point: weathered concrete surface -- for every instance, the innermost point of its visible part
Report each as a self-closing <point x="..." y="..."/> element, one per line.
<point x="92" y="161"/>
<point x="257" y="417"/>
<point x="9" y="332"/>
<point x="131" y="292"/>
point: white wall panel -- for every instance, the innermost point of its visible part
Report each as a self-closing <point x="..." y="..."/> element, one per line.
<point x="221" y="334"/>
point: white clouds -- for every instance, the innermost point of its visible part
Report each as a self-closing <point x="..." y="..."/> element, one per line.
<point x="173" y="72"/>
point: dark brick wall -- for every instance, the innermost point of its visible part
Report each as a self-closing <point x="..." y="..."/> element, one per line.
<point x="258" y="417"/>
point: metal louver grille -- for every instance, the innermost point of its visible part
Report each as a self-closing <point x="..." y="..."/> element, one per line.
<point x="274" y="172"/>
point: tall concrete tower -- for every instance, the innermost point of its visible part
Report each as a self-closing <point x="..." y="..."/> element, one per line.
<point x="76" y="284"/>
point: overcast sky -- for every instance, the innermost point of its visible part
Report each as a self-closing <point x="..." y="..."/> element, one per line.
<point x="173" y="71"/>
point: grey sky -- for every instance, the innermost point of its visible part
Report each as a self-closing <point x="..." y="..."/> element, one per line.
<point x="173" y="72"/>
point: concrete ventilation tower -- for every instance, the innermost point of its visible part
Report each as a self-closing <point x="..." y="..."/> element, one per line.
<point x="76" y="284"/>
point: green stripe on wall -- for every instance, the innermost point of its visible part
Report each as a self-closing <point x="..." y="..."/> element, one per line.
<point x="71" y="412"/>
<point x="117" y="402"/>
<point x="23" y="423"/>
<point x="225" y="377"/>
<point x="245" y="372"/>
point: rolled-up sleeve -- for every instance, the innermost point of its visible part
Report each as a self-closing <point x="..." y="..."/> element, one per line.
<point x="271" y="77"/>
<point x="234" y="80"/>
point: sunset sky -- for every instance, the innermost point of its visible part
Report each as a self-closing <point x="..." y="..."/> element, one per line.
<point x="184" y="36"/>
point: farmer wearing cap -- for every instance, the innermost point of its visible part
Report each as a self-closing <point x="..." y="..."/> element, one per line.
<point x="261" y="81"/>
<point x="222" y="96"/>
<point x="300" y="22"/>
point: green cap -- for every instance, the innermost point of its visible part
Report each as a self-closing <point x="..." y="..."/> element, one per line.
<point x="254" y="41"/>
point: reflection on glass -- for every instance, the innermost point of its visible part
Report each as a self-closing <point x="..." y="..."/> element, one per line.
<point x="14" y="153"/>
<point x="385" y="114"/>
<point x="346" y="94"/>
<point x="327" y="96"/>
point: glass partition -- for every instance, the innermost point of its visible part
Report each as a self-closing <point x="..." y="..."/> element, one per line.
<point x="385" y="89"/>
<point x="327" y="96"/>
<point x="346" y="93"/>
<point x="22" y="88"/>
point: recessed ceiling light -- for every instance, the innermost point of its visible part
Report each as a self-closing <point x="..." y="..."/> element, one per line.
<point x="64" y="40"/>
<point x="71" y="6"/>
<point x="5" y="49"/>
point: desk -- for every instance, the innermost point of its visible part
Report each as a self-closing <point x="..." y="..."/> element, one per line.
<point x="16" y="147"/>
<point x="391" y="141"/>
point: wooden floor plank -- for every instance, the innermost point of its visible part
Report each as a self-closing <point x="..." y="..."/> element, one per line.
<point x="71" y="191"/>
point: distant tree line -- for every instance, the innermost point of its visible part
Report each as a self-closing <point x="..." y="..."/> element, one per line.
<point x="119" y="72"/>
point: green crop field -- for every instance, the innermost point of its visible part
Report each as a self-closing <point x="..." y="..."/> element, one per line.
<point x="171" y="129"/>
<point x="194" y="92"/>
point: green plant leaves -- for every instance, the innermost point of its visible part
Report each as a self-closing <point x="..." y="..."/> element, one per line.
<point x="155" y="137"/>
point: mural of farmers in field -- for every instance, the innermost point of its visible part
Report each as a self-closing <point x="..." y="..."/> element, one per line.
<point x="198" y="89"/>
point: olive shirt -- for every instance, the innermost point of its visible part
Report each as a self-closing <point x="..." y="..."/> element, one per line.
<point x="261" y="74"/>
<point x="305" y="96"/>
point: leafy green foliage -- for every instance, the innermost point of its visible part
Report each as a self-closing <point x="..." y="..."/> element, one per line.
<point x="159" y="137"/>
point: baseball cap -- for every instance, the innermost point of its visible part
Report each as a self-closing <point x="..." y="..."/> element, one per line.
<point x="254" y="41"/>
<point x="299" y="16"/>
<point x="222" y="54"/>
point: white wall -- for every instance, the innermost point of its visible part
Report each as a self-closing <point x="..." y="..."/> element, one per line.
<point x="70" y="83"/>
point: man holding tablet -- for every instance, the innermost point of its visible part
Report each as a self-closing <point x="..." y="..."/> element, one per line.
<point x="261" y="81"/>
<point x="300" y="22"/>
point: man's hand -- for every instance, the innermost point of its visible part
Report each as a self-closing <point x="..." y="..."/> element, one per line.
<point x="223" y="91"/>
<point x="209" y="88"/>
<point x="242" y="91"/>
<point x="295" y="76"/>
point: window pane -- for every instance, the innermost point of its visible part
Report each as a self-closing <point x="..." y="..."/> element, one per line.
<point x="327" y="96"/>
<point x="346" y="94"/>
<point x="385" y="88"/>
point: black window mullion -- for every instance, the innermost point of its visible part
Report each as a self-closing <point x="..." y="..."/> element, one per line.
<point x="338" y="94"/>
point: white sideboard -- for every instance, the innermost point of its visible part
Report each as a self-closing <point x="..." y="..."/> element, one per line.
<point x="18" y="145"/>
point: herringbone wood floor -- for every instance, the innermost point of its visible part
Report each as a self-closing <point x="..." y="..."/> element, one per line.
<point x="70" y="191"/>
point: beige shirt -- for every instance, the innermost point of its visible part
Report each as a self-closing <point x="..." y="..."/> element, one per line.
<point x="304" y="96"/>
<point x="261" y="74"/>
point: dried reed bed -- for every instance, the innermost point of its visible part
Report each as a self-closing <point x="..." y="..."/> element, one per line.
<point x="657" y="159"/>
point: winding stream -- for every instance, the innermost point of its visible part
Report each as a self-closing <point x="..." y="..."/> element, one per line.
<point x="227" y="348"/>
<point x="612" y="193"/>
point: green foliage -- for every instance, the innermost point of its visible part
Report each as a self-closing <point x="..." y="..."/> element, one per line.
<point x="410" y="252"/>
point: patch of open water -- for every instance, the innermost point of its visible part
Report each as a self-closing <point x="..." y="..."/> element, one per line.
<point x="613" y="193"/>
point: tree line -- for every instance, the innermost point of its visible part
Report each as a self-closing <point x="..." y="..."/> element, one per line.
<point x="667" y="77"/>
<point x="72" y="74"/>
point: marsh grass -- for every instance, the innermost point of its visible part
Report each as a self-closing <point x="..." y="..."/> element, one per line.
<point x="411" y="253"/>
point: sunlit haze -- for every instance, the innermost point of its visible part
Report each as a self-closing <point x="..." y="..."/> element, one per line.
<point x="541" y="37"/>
□ □ □ □ □
## Assignment
A complete, exact transcription of the records is needed.

## Answer to this exercise
point: weathered concrete surface -- for every instance, the innermost point of its visible part
Report each as a self-closing <point x="..." y="..."/> element, one per line.
<point x="92" y="161"/>
<point x="257" y="417"/>
<point x="9" y="332"/>
<point x="131" y="292"/>
point: white wall panel -- for every instance, the innermost point of its visible part
Report each as a self-closing <point x="..." y="..."/> element, one per line.
<point x="221" y="334"/>
point: white clouds -- for every instance, the innermost point of its visible part
Report each as a self-closing <point x="..." y="..."/> element, one per line.
<point x="173" y="72"/>
point: dark brick wall -- for every instance, the innermost point of its visible part
Report each as a self-closing <point x="..." y="..."/> element, one per line.
<point x="258" y="417"/>
point: metal louver grille -- for every instance, the innermost point of its visible part
Report each as a self-closing <point x="..." y="..."/> element, one per line.
<point x="274" y="172"/>
point: tall concrete tower -- for every instance, the innermost point of its visible part
Report each as a self-closing <point x="..." y="..."/> element, one per line.
<point x="76" y="284"/>
point: overcast sky -- for every instance, the innermost point of its visible part
Report each as a self-closing <point x="..." y="..."/> element, one per line.
<point x="173" y="71"/>
point: grey sky -- for every instance, the innermost point of its visible part
Report each as a self-closing <point x="..." y="..."/> element, one per line.
<point x="173" y="72"/>
point: concrete ventilation tower -- for every instance, the innermost point of its visible part
Report each as a self-closing <point x="..." y="..."/> element, one per line.
<point x="76" y="284"/>
point: green stripe on wall -- for every instance, the innermost point of its visible part
Report each as a self-closing <point x="..." y="..."/> element, one per line.
<point x="71" y="412"/>
<point x="117" y="402"/>
<point x="23" y="423"/>
<point x="225" y="377"/>
<point x="245" y="372"/>
point: rolled-up sleeve -- for every instance, the innermost point of its visible part
Report each as a self-closing <point x="..." y="..."/> element, one per line.
<point x="271" y="77"/>
<point x="234" y="80"/>
point: sunset sky -- for every instance, the innermost point of its visible part
Report each as a self-closing <point x="..." y="..."/> element, one per line.
<point x="184" y="36"/>
point: farmer wearing cap -- for every instance, the innermost point of its visible part
Report each as a self-closing <point x="..." y="..."/> element, one per line.
<point x="261" y="81"/>
<point x="222" y="96"/>
<point x="300" y="22"/>
point: green cap -- for every instance, the innermost point of its visible part
Report each as a self-closing <point x="..." y="..."/> element, one per line.
<point x="254" y="41"/>
point: reflection on glass -- for every instance, the innermost point of its visible part
Report each as a self-closing <point x="..." y="..."/> element, one per line.
<point x="14" y="153"/>
<point x="385" y="114"/>
<point x="346" y="94"/>
<point x="327" y="96"/>
point: glass partition -- for every instance, the innermost point of its visible part
Report each as a self-closing <point x="..." y="..."/> element, one per line.
<point x="385" y="89"/>
<point x="327" y="96"/>
<point x="346" y="93"/>
<point x="22" y="88"/>
point: recessed ceiling light -- for every instance, the innermost point of its visible part
Report each as a self-closing <point x="..." y="..."/> element, one per line.
<point x="64" y="40"/>
<point x="71" y="6"/>
<point x="5" y="49"/>
point: desk -- for every instance, the innermost point of its visible part
Report each as a self-closing <point x="..." y="..."/> element, one per line.
<point x="16" y="147"/>
<point x="391" y="141"/>
point: wooden floor plank -- for every instance, the innermost point of its visible part
Report each as a self-closing <point x="..." y="..."/> element, one per line.
<point x="71" y="191"/>
point: distant tree line -- for every instance, the innermost point of its visible part
Report each as a self-closing <point x="..." y="..."/> element, one per line.
<point x="119" y="72"/>
point: green crop field -- for every instance, the innermost point of its visible part
Report each as a self-closing <point x="..." y="..."/> element, one per line.
<point x="171" y="129"/>
<point x="194" y="92"/>
point: green plant leaves -- for every instance, the innermost point of its visible part
Report each as a self-closing <point x="..." y="..."/> element, one per line.
<point x="155" y="137"/>
point: mural of farmers in field -- for every instance, the innermost point of its visible part
Report each as a self-closing <point x="..." y="..."/> element, one per line.
<point x="198" y="89"/>
point: olive shirt -- for every instance, the innermost point of its visible part
Report each as a self-closing <point x="..." y="..."/> element, one per line.
<point x="261" y="74"/>
<point x="305" y="96"/>
point: leafy green foliage -- for every instance, the innermost point of its visible part
Report each as a self-closing <point x="..." y="..."/> element, one per line.
<point x="159" y="137"/>
point: baseball cap -- for every instance, the innermost point of its visible part
Report each as a self-closing <point x="..." y="..."/> element, one per line.
<point x="254" y="41"/>
<point x="299" y="16"/>
<point x="222" y="54"/>
point: white wall -- for every instance, the innermost point of its visible part
Report each as a self-closing <point x="..." y="..."/> element, one per line.
<point x="70" y="83"/>
point: man holding tablet -- for every instance, the innermost point of its visible part
Report each as a self-closing <point x="..." y="..."/> element, one per line.
<point x="261" y="81"/>
<point x="300" y="22"/>
point: man's hand -- for every instance, the innermost point of its visible part
Report each as a self-closing <point x="..." y="..."/> element, one per line.
<point x="223" y="91"/>
<point x="209" y="88"/>
<point x="242" y="91"/>
<point x="295" y="76"/>
point: window pane -- for every instance, the innermost point of its visible part
Report each as a self-closing <point x="..." y="..."/> element, one per line.
<point x="327" y="96"/>
<point x="346" y="94"/>
<point x="385" y="88"/>
point: black window mullion -- for every instance, the innermost point of its visible part
Report each as a self-closing <point x="..." y="..."/> element, one per line.
<point x="338" y="94"/>
point: white sideboard -- for every instance, the innermost point of its visible part
Report each as a self-closing <point x="..." y="..."/> element, one per line.
<point x="18" y="145"/>
point: herringbone wood floor -- for every instance, the innermost point of its visible part
Report each as a self-closing <point x="..." y="..."/> element, one per line.
<point x="70" y="191"/>
point: beige shirt -- for every instance, the innermost point of its visible part
Report each as a self-closing <point x="..." y="..."/> element, one per line.
<point x="304" y="96"/>
<point x="261" y="74"/>
point: dried reed bed -- for every instance, the innermost point of its visible part
Report each as a self-closing <point x="..." y="..."/> element, one per line.
<point x="657" y="159"/>
point: winding stream -- for every instance, the innermost point of its visible part
Report each as a self-closing <point x="..." y="..."/> element, one per line.
<point x="227" y="348"/>
<point x="612" y="193"/>
point: green foliage -- for every instance, the innermost point of its visible part
Report each as a self-closing <point x="..." y="..."/> element, one per line.
<point x="410" y="252"/>
point: patch of open water -- for every instance, the innermost point of its visible part
Report each as a self-closing <point x="..." y="..."/> element, one per line.
<point x="613" y="193"/>
point: tree line -- for every instance, the innermost point of its visible part
Report each as a self-closing <point x="..." y="..."/> element, one per line.
<point x="667" y="77"/>
<point x="72" y="74"/>
point: marsh grass -- for every instance, the innermost point of its visible part
Report each as a self-closing <point x="..." y="..."/> element, one per line.
<point x="411" y="253"/>
point: sunlit haze -- for every instance, the innermost point of its visible part
Report each as a self-closing <point x="..." y="..."/> element, one per line.
<point x="541" y="37"/>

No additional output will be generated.